» **Problem**: Please write out every one of the lines below word for word.
[START OF Dataset records]
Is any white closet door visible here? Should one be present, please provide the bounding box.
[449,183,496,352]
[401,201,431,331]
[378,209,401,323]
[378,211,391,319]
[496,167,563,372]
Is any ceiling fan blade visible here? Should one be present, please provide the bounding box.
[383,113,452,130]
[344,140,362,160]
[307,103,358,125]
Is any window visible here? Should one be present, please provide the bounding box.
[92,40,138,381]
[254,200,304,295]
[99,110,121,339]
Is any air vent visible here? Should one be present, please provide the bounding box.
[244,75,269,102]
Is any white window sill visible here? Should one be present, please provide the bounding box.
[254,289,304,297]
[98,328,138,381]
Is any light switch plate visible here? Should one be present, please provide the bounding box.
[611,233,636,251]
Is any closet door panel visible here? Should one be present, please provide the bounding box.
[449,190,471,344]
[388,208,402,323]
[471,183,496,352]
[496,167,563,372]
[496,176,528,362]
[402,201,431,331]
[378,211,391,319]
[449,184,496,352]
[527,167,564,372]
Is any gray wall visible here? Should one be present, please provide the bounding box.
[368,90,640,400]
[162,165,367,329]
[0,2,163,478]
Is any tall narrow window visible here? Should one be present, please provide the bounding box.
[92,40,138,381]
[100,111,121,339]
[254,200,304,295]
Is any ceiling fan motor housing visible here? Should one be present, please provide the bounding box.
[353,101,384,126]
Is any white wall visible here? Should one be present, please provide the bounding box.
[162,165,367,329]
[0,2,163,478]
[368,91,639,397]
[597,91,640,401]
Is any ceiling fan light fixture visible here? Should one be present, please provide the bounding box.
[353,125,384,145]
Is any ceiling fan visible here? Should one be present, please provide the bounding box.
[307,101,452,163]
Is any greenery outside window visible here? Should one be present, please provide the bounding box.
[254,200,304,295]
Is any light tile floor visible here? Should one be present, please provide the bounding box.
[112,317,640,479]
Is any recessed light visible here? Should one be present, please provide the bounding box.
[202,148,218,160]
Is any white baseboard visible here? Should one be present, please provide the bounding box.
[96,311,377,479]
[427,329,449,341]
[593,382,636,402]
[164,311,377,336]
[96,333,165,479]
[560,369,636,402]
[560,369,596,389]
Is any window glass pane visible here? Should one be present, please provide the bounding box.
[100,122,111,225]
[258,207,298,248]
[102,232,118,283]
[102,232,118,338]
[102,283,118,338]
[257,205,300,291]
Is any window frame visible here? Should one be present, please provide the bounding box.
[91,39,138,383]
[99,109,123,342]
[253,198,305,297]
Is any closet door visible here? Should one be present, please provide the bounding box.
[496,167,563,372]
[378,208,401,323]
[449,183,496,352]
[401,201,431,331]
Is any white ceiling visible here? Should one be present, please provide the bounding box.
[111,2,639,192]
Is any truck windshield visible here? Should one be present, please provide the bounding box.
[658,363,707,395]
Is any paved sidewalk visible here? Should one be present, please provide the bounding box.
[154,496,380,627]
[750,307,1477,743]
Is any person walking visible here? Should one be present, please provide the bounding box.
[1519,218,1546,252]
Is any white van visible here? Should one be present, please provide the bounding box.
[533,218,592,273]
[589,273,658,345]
[END OF Dataset records]
» **Completed exercise**:
Is any white closet door visible here? Should one be present, please provide the bounding box.
[449,183,496,352]
[401,201,431,331]
[378,209,401,323]
[378,211,391,319]
[496,167,563,372]
Is any ceiling fan blade visible here? Should one be present, please provide the bounding box.
[383,113,452,130]
[344,140,362,160]
[307,103,358,125]
Is any window visible here? Should one be present, please provide the bounding box.
[92,40,138,381]
[254,200,304,295]
[99,110,121,339]
Is any air vent visible here? Should one be present, please provide the bounding box.
[244,75,269,102]
Is any white window sill visible here? Should one be present, please provide the bounding box.
[254,289,304,297]
[98,328,138,381]
Is any light switch plate visible here? Should one be present, please provide the bounding box.
[611,233,636,251]
Is any closet door panel visible here? Should one be present, please provide the bounding box.
[449,190,471,344]
[388,208,402,323]
[471,183,496,352]
[496,167,563,372]
[496,176,528,362]
[402,201,431,331]
[378,211,391,319]
[449,184,496,352]
[527,167,564,372]
Is any gray wall visible here? Should one be present, please provide the bounding box.
[368,90,640,400]
[162,165,367,329]
[0,2,163,478]
Is any tall narrow window visible here? Should one be present, please provide the bounding box.
[92,40,138,381]
[100,111,121,339]
[254,200,304,295]
Is any ceiling fan motor housing visible here? Should one be present, please provide the bounding box.
[353,101,384,126]
Is any white wall visible here? Should one be present, please provide the bounding box.
[162,165,367,329]
[0,2,163,478]
[368,91,639,397]
[597,91,640,401]
Is any ceiling fan light fixture visible here? Should one be present, please provide the bounding box.
[353,125,384,145]
Is any ceiling fan visible here? Should one be present, please provide the bounding box.
[307,101,452,163]
Is any greenery outside window visible here? Should one be present, please provide the bounding box.
[254,200,304,295]
Is any light tile floor visible here? Should one be present, please provide the bounding box.
[112,317,640,479]
Is any recessed light visible here? Should one be present, please provide the bounding box.
[202,148,218,160]
Is any white baseboard visible here? Should one be present, please provide the bounding box.
[96,311,377,479]
[427,329,449,341]
[593,382,636,402]
[164,311,377,336]
[96,333,165,479]
[560,369,636,402]
[560,369,596,389]
Is any window glass pane visible here? Should one be present, please provide the bounding box.
[100,122,111,225]
[258,207,298,248]
[102,232,118,283]
[102,232,118,338]
[102,283,118,338]
[257,205,300,291]
Is any window frame visible here? Should one be present, please provide the bounding box.
[91,39,138,383]
[99,109,123,342]
[253,198,305,297]
Is any closet door visible here? Should one be present, please provide the bounding box.
[496,167,563,372]
[378,208,401,323]
[449,183,496,352]
[401,201,431,331]
Is any white ceiling visible here? Should one be present, please provide the bounding box.
[111,2,639,192]
Is any truck windshield visible here? Should one be present, please provide the bounding box.
[658,363,707,395]
Is any paved sidewalk visible here? Should one be present, please provide the bounding box.
[154,496,380,627]
[750,307,1477,743]
Is any person walking visible here? Should one be present, please provide the bounding box.
[1519,218,1546,252]
Is any white van visible here? Should one be present, please provide the bounding box.
[533,218,592,273]
[589,273,658,345]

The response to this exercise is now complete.